Natural-language object grounding data
BEGIN

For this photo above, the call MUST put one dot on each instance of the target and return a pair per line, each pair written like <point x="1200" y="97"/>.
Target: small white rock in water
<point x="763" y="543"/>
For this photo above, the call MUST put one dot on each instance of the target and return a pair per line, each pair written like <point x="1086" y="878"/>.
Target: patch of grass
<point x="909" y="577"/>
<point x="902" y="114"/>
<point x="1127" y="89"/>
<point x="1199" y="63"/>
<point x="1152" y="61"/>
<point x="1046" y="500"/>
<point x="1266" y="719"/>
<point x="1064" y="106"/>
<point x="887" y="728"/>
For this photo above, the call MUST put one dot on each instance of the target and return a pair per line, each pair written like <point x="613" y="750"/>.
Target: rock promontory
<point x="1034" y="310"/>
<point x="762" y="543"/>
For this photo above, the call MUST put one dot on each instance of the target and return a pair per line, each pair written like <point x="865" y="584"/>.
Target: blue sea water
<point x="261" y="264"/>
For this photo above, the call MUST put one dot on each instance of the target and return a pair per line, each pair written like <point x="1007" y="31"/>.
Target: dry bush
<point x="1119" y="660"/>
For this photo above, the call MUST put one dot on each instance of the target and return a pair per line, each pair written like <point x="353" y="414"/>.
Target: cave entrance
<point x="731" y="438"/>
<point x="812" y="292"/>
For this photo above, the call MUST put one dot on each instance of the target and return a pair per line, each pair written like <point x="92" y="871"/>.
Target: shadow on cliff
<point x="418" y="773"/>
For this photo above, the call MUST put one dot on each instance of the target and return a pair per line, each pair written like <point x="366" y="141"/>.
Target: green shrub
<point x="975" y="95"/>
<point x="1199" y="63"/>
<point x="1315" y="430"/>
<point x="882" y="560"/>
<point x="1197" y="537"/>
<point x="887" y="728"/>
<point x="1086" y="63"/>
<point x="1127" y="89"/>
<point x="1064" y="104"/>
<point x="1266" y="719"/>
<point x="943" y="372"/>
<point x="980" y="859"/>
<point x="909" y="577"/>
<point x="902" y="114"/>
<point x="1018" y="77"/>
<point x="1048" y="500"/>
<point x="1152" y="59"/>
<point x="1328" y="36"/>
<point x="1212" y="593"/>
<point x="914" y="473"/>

END
BEGIN

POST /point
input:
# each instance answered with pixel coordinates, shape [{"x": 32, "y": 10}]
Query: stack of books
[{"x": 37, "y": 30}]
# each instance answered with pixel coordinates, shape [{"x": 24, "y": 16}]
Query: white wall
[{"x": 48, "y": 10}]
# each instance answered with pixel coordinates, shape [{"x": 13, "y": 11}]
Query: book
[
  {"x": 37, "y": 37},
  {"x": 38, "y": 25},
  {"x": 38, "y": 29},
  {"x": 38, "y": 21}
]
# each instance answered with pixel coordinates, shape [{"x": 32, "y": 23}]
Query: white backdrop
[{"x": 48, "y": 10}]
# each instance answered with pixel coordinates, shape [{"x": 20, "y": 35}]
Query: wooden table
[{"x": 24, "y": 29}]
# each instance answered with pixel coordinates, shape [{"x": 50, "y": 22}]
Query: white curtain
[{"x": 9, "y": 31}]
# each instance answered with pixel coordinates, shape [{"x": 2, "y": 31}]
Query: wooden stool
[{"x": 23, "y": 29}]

END

EXERCISE OBJECTIVE >> Report all lines of the data that include the word "with".

WRITTEN RESPONSE >>
# each instance answered with pixel coordinates, shape [{"x": 32, "y": 10}]
# each instance answered with pixel coordinates, shape [{"x": 24, "y": 16}]
# each instance answered with pixel coordinates, shape [{"x": 13, "y": 11}]
# each instance answered with pixel coordinates, shape [{"x": 32, "y": 23}]
# each instance answered with pixel coordinates, shape [{"x": 20, "y": 35}]
# each instance answered with pixel coordinates, shape [{"x": 50, "y": 22}]
# each instance answered with pixel coordinates, shape [{"x": 2, "y": 31}]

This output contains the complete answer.